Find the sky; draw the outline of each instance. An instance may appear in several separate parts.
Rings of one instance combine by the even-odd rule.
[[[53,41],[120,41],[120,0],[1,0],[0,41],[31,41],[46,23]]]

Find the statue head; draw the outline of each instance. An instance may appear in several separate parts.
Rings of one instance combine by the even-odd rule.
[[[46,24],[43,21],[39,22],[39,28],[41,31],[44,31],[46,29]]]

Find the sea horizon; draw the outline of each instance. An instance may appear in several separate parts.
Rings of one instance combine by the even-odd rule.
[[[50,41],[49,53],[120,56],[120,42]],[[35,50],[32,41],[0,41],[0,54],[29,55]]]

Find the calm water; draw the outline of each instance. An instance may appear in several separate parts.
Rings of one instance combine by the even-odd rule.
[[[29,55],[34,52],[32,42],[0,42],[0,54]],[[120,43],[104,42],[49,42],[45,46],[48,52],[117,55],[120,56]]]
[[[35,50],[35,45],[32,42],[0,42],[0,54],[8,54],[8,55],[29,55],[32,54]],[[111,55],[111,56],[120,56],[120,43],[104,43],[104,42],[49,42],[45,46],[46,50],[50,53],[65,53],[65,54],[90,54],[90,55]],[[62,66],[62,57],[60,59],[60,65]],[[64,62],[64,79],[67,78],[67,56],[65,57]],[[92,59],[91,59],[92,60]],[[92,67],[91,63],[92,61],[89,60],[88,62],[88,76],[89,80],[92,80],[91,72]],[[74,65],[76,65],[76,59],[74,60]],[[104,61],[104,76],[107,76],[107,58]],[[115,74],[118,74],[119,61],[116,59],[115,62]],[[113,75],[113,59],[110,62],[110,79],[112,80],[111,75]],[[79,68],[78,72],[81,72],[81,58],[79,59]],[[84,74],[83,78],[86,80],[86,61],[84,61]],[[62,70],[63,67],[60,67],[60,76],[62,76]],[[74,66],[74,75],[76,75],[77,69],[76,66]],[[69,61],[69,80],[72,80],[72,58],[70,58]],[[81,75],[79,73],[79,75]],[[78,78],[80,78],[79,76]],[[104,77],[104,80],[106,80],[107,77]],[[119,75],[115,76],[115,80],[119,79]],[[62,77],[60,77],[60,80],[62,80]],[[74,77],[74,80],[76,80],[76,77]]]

━━━━

■ What to work on
Report every line of the data above that contains the string "outline" by copying it in full.

■ Exercise answer
Find the sky; draw the outline of each instance. An instance may appear in several separate parts.
Find the statue head; draw the outline of each instance. An instance may appear in several separate parts.
Find the sea horizon; draw the outline of each instance. An instance may appear in several separate parts.
Find the calm water; draw the outline of each instance. An instance may appear in several separate parts.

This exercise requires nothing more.